Extract every line of the data below and reproduce each one verbatim.

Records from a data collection
[start]
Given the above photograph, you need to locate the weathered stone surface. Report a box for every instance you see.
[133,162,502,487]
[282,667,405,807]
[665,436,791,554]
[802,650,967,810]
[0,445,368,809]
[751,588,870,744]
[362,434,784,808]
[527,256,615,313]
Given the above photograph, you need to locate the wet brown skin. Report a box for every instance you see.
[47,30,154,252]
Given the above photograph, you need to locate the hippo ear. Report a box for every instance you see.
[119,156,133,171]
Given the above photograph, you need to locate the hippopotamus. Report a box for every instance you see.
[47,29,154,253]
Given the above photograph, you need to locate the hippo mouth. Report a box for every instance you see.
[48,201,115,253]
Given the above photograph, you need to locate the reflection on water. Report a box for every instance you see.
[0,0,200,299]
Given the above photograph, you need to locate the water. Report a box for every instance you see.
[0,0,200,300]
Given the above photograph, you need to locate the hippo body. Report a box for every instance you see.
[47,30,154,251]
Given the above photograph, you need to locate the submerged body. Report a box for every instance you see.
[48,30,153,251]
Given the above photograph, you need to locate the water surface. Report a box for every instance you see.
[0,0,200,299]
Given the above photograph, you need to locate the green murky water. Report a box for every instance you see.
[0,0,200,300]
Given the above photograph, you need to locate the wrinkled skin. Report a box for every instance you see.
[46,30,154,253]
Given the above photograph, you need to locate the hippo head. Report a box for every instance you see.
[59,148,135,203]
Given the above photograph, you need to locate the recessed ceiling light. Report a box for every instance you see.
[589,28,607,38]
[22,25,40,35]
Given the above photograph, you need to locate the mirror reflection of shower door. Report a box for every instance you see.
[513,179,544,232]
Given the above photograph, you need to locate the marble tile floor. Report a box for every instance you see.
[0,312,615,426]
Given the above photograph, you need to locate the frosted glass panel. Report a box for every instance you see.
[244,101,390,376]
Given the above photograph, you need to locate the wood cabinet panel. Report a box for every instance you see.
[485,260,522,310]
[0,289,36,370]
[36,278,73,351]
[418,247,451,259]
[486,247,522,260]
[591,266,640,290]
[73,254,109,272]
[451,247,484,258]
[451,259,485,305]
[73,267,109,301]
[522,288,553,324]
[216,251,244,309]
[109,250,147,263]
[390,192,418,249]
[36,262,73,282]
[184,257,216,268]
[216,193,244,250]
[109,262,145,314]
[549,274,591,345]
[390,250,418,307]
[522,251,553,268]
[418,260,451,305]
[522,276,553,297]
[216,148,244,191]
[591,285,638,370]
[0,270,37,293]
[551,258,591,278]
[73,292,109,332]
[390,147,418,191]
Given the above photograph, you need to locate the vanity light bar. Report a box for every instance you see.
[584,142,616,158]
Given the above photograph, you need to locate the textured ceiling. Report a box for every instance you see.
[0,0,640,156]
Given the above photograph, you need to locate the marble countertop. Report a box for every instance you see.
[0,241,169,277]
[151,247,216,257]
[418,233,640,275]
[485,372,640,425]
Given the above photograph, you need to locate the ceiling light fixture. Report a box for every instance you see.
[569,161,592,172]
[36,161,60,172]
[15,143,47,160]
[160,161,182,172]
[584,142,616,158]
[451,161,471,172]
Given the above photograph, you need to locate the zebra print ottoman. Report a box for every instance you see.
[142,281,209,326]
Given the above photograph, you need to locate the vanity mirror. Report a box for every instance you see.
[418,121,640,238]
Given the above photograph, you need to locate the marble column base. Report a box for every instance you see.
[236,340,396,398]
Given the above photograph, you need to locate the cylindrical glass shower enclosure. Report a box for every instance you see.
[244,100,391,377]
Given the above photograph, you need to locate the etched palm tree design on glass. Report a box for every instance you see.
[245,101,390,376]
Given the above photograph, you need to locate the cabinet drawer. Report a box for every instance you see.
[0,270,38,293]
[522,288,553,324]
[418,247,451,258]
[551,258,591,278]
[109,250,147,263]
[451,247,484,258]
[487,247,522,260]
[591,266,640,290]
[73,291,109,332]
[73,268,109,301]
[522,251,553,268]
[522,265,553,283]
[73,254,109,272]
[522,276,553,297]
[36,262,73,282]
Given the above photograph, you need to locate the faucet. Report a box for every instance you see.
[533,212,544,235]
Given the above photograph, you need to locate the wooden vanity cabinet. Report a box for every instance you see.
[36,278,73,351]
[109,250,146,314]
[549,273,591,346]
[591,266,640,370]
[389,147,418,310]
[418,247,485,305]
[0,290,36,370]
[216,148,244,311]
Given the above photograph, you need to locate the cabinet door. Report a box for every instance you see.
[end]
*WORKED SOLUTION*.
Given the above photograph, you need to locate the weathered stone surface. Report a box for every instance you see.
[133,162,502,487]
[282,667,405,807]
[665,436,791,554]
[802,650,967,810]
[0,445,368,809]
[751,588,870,744]
[362,434,784,808]
[527,256,615,313]
Given the above photograph, you need to locate the wet brown skin. Report a box for every instance you see.
[47,30,154,252]
Given the above photograph, you need to locate the hippo ear. Report a box for every instance you see.
[119,156,133,171]
Given the above photograph, you need to locate the hippopotamus. Report a box for every instance you see.
[47,29,154,253]
Given the above photograph, you need to locate the hippo mouth. Report a box for every instance you see.
[48,201,115,253]
Given the above photograph, you need to locate the reflection on water. Report a box for every instance you see.
[0,0,200,299]
Given the above photograph, you need to locate the water. Report a box for every instance you see.
[0,0,200,300]
Given the above photograph, you need to locate the hippo body. Report a box for every instance you see.
[47,30,154,251]
Given the above photograph, you need to locate the submerged body. Report a box for every instance you see.
[48,30,153,251]
Given the above photograph, you need to locate the water surface. Report a box for every instance you see.
[0,0,200,299]
Given the above photograph, you need to locate the green murky water. Report a box for every instance you see.
[0,0,200,300]
Given the above photograph, you need to locate the wrinkled skin. Report a box for every instance you see.
[46,30,154,253]
Given the above photograph, you need to locate the hippo head. Report a box for every instance you see.
[59,148,135,203]
Given the above photograph, you need to locate the recessed ceiling light. Report a box for every instance you see.
[589,28,607,38]
[22,25,40,35]
Given the above photograph, you need to locate the mirror reflection of shower door. Report a box for every instance you see.
[513,179,544,232]
Given the above photograph, you need to locate the marble tile floor. Report a box for every instance you see.
[0,312,615,426]
Given the above photograph, you need to locate the frosted glass panel. Report a box for every instance you see.
[244,101,390,376]
Given the above photograph, you need to locate the wood cabinet panel. Report a box for every instance you see.
[485,260,522,310]
[0,289,36,370]
[36,278,73,351]
[418,247,451,259]
[486,247,522,260]
[591,266,640,290]
[73,254,109,272]
[451,247,484,258]
[451,259,485,305]
[73,267,109,301]
[522,288,553,324]
[216,251,244,309]
[109,250,147,263]
[390,192,418,249]
[36,262,73,282]
[184,257,216,268]
[216,193,244,250]
[109,262,145,314]
[549,274,591,345]
[390,250,418,307]
[522,251,553,268]
[418,260,451,305]
[522,276,553,297]
[216,148,244,191]
[591,285,638,370]
[0,270,37,293]
[551,258,591,278]
[73,292,109,332]
[390,147,418,191]
Given the above photograph, you need to locate the vanity light bar. Report a box for every instance you see.
[584,142,616,158]
Given the above photograph, you need to locate the textured ceiling. Report a box for every instance you see.
[0,0,640,156]
Given the above photograph, you need to locate the marble countertop. Report a box for every instance you see.
[0,241,169,277]
[151,247,216,257]
[418,233,640,275]
[485,372,640,425]
Given the above photograph, you need to locate the ceiling light fixture. Report a box for every instance you see.
[569,161,592,172]
[36,161,60,172]
[15,143,47,160]
[160,161,182,172]
[584,142,616,158]
[451,161,471,172]
Given the above photograph, you need to locate the zebra print ottoman. Report a box for every instance you see.
[142,281,209,326]
Given the above photograph, you need to locate the vanity mirror. Report a box for every instance you see.
[418,121,640,238]
Given the above photograph, you need to locate the marble column base. Report a box for every instance you see.
[236,340,396,398]
Given the above photograph, you need to locate the cylindrical glass shower enclosure. Report a box for every instance you see.
[244,100,391,377]
Given the above photograph, you need to locate the etched palm tree design on glass. Report a box for every instance you see.
[245,101,390,376]
Given the above photograph, you need to locate the cabinet drawer. Report a box for every instance you see.
[0,270,38,293]
[522,288,553,324]
[418,247,451,258]
[551,258,591,278]
[109,250,147,263]
[451,247,484,258]
[487,247,522,260]
[591,266,640,290]
[73,291,109,332]
[73,268,109,301]
[522,251,553,268]
[522,265,553,283]
[73,254,109,272]
[522,276,553,297]
[36,262,73,282]
Given the above photograph, you need to locate the faucet. Report a box for every instance you see.
[533,212,544,235]
Given the above photograph, you need to locate the wooden vanity cabinet. Report a box for every instance you see.
[36,278,73,351]
[109,250,146,314]
[549,273,591,346]
[591,266,640,370]
[389,147,418,310]
[418,247,485,305]
[0,290,36,370]
[216,148,244,311]
Given the above photograph, you need to locate the cabinet door. Report a box for every instance you see.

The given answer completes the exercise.